— BEGIN Page extract —

"Down with the King" is the first single from Run-DMC's sixth studio album of the same name. It featured artists Pete Rock & CL Smooth, with Pete Rock producing the song.

After three unsuccessful singles from the group's previous album, "Down with the King" became Run-D.M.C.'s second-biggest hit after "Walk This Way", peaking at No. 21 on the Billboard Hot 100 and becoming  their only single to reach the top spot on the Hot Rap Singles chart.

The music video, which was directed by Marcus Raboy, received heavy airplay and featured cameos from Eazy-E, Redman, Kris Kross, Jermaine Dupri, Onyx, Salt-n-Pepa, KRS-One, EPMD, A Tribe Called Quest, De La Soul, MC Lyte, Kid Capri, Das EFX, P.M. Dawn and Naughty by Nature. The song contains samples of James Rado's "Where Do I Go" from the original Broadway cast recording of the rock musical Hair and Run–D.M.C.'s 1988 single "Run's House". Pete Rock and CL Smooth's verses contain reused lyrics from Run DMC's 1983 single "Sucker M.C.'s". "Down with the King" was certified Gold by the RIAA on May 11, 1993.

— END Page extract —
— BEGIN Provided data —

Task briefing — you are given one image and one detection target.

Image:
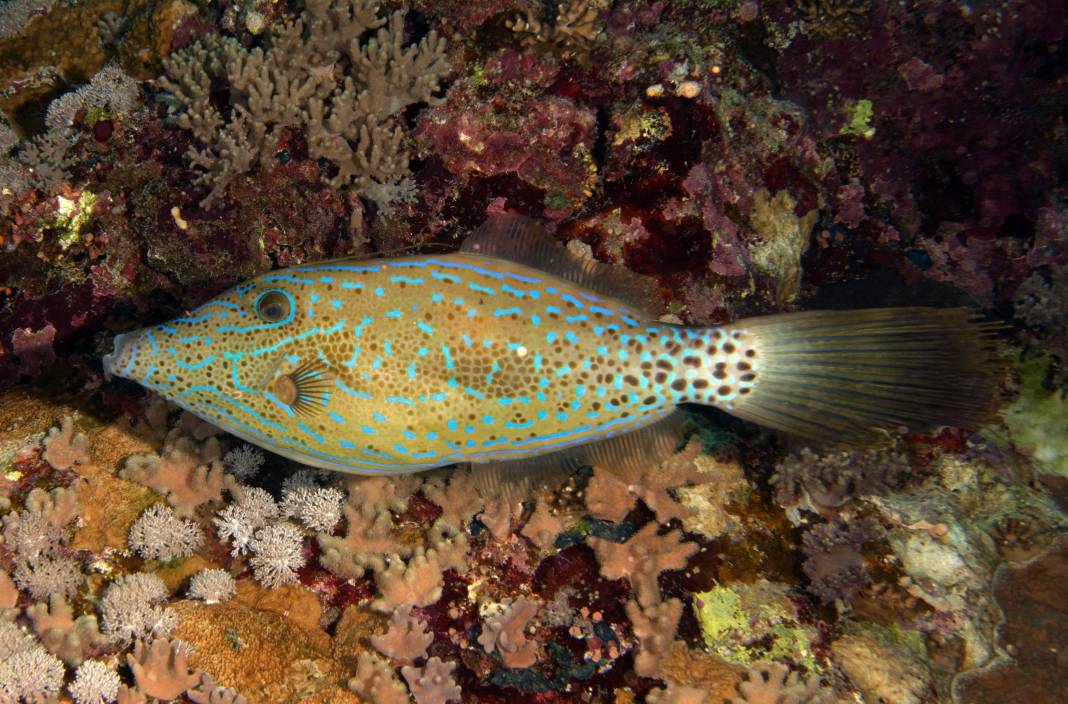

— END Provided data —

■ **The problem**
Return the part of the "Down with the King" passage that opens with the words containing "The music video, which" and closes with "May 11, 1993.", copied word for word. This data isn't needed for anything here.

■ **Task solution**
The music video, which was directed by Marcus Raboy, received heavy airplay and featured cameos from Eazy-E, Redman, Kris Kross, Jermaine Dupri, Onyx, Salt-n-Pepa, KRS-One, EPMD, A Tribe Called Quest, De La Soul, MC Lyte, Kid Capri, Das EFX, P.M. Dawn and Naughty by Nature. The song contains samples of James Rado's "Where Do I Go" from the original Broadway cast recording of the rock musical Hair and Run–D.M.C.'s 1988 single "Run's House". Pete Rock and CL Smooth's verses contain reused lyrics from Run DMC's 1983 single "Sucker M.C.'s". "Down with the King" was certified Gold by the RIAA on May 11, 1993.